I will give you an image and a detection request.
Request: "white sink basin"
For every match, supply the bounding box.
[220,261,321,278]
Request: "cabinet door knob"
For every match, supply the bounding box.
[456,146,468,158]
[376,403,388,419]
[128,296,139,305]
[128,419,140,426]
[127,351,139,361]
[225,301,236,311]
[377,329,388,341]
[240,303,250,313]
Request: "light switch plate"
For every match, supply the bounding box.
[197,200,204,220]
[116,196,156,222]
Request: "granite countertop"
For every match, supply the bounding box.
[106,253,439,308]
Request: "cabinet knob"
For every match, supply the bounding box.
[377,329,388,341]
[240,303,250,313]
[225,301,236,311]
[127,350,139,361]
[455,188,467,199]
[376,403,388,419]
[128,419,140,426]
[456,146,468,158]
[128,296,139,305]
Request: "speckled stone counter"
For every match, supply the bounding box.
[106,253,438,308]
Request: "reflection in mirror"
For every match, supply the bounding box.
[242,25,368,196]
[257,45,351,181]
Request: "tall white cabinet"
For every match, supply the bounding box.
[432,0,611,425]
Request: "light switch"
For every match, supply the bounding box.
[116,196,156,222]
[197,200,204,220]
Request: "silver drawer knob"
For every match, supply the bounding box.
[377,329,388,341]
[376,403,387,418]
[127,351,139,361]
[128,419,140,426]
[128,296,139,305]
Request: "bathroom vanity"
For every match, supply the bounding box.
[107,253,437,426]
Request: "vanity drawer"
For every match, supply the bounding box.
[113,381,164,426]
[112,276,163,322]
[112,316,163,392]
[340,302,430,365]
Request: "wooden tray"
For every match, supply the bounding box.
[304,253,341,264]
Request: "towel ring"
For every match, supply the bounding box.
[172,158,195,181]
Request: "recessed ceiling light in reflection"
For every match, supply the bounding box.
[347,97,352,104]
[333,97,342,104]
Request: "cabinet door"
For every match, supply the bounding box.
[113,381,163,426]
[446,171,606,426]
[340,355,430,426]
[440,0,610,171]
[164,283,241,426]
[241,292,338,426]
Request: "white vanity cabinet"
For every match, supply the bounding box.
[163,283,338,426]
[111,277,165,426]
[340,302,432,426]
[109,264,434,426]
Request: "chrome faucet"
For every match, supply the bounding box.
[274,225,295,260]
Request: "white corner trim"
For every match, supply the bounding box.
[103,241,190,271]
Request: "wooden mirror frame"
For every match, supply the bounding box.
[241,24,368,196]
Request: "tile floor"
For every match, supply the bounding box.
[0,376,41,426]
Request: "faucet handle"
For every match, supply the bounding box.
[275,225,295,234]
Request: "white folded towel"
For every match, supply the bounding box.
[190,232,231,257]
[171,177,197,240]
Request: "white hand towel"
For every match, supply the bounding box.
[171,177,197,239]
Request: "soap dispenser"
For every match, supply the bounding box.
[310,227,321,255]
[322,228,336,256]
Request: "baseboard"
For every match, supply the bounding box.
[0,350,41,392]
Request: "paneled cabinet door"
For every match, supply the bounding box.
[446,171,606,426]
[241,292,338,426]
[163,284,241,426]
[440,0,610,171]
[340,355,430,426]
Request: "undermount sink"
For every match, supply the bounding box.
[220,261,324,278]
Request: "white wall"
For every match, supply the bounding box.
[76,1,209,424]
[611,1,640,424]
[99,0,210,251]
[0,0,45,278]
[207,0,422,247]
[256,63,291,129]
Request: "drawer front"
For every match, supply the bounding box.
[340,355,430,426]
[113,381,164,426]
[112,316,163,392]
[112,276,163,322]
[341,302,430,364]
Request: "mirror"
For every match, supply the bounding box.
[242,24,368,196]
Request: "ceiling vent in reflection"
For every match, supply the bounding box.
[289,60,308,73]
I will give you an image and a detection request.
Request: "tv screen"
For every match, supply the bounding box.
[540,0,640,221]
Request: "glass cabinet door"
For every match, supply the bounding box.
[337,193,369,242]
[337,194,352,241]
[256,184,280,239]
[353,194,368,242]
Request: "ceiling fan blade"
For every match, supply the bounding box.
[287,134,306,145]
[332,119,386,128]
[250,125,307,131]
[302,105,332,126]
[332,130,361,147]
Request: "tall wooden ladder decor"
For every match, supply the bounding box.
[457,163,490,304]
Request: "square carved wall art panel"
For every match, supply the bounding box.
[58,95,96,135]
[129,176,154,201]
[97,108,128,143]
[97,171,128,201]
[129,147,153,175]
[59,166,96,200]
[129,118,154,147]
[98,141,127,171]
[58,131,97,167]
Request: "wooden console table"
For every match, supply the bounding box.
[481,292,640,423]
────
# TASK ITEM
Every entry above has to be returned exactly as written.

# ANSWER
I will give you an image and a detection request.
Request: "white sink basin"
For every match, supply the bounding box.
[220,261,321,278]
Request: "cabinet door knob"
For every match, supply the bounding box.
[456,146,468,158]
[376,403,388,419]
[128,296,139,305]
[128,419,140,426]
[127,351,139,361]
[225,301,236,311]
[377,329,388,341]
[240,303,250,313]
Request: "light switch plate"
For every match, supply the bounding box.
[197,200,204,220]
[116,196,156,222]
Request: "granite countertop"
For every match, supply the bounding box.
[106,253,439,308]
Request: "cabinet knob"
For every match, supply the bounding box.
[377,329,388,341]
[240,303,250,313]
[225,301,236,311]
[127,350,139,361]
[455,188,467,199]
[376,403,388,419]
[128,419,140,426]
[456,146,468,158]
[128,296,139,305]
Request: "speckled stone counter"
For every match, supply the bounding box.
[106,253,438,308]
Request: "reflection in mirror"
For every match, supply the bounding box.
[242,25,368,196]
[257,45,351,181]
Request: "tall white cabinet"
For every match, supply the bounding box.
[432,0,611,425]
Request: "light switch"
For every match, supply the bounding box.
[116,196,156,222]
[197,200,204,220]
Request: "silver drawer knob"
For every match, supply the bounding box.
[377,329,388,341]
[376,403,387,418]
[127,351,139,361]
[128,419,140,426]
[128,296,139,305]
Request: "bathroom vanity"
For every match, supply the bounding box.
[107,253,437,426]
Request: "vanity drawer"
For every match, supply the bounding box.
[113,381,164,426]
[112,276,163,322]
[112,316,163,392]
[340,302,430,365]
Request: "wooden tray"
For every match, supply the bounding box.
[304,253,341,264]
Request: "towel ring"
For every match, supply the bounding box.
[172,158,195,181]
Request: "recessed ceiling light in reflection"
For every match, supply the bounding box.
[347,97,352,104]
[333,97,342,104]
Request: "cabinet door"
For every match, supply the bounding box.
[113,381,163,426]
[446,171,606,426]
[340,355,430,426]
[440,0,610,171]
[164,283,241,426]
[241,292,338,426]
Request: "white vanity cabinet"
For every match, supply the bounding box.
[163,283,338,426]
[111,277,165,426]
[340,302,432,426]
[109,264,434,426]
Request: "chrome faucet"
For every match, supply the bounding box.
[274,225,295,260]
Request: "white corner trim"
For every match, supply the bounding box.
[103,241,190,271]
Request: "wooden mirror frame"
For every match, supply the bounding box.
[241,24,368,196]
Request: "tile floor"
For every match, supply the bounding box.
[0,376,41,426]
Request: "faucet handle"
For every match, supply the bounding box.
[275,225,295,234]
Request: "white folded towel"
For every match, supply the bounding box.
[190,232,231,257]
[171,177,197,240]
Request: "white hand towel"
For every match, supply the bounding box.
[171,177,197,239]
Request: "soap dispenser"
For every match, supply the bounding box.
[310,227,321,255]
[322,228,336,256]
Request: "baseboard"
For every match, supply the bounding box.
[0,350,41,392]
Request: "paneled cabinet door"
For every match, supply the bounding box.
[446,171,606,426]
[241,292,338,426]
[163,284,241,426]
[440,0,610,171]
[340,355,430,426]
Request: "undermount sink"
For every match, supply the bounding box.
[220,261,324,278]
Request: "white wall"
For every match, supply the bounding box.
[76,1,209,424]
[611,1,640,424]
[99,0,210,251]
[0,0,45,278]
[207,0,422,247]
[256,63,291,129]
Request: "drawer front"
For every match, supply the bounding box.
[340,355,430,426]
[113,381,164,426]
[112,316,163,392]
[112,276,163,322]
[341,302,430,364]
Request: "mirror"
For every match, supply the bounding box.
[242,24,368,196]
Request: "ceiling vent in reflection"
For every match, supply the bounding box.
[289,60,308,73]
I will give you an image and a detection request.
Request: "tv screen"
For every match, supply the bounding box.
[540,0,640,221]
Request: "glass cabinet door"
For every match, supply the bounding box.
[337,193,369,242]
[337,194,352,241]
[256,184,280,239]
[353,194,368,242]
Request: "ceiling fan blade"
For every match, supply the bounding box.
[287,134,306,145]
[332,119,386,128]
[250,125,307,131]
[302,105,332,126]
[332,130,361,147]
Request: "tall wooden ladder decor"
For every match, supply the bounding box.
[457,163,490,304]
Request: "square carved wall art panel"
For every match, supply the bounding box.
[58,95,96,135]
[129,176,154,201]
[97,108,128,143]
[97,171,128,201]
[129,147,153,175]
[59,166,96,200]
[129,118,154,147]
[98,141,127,171]
[58,131,97,167]
Request: "wooden console table"
For every match, supply the bounding box.
[481,292,640,423]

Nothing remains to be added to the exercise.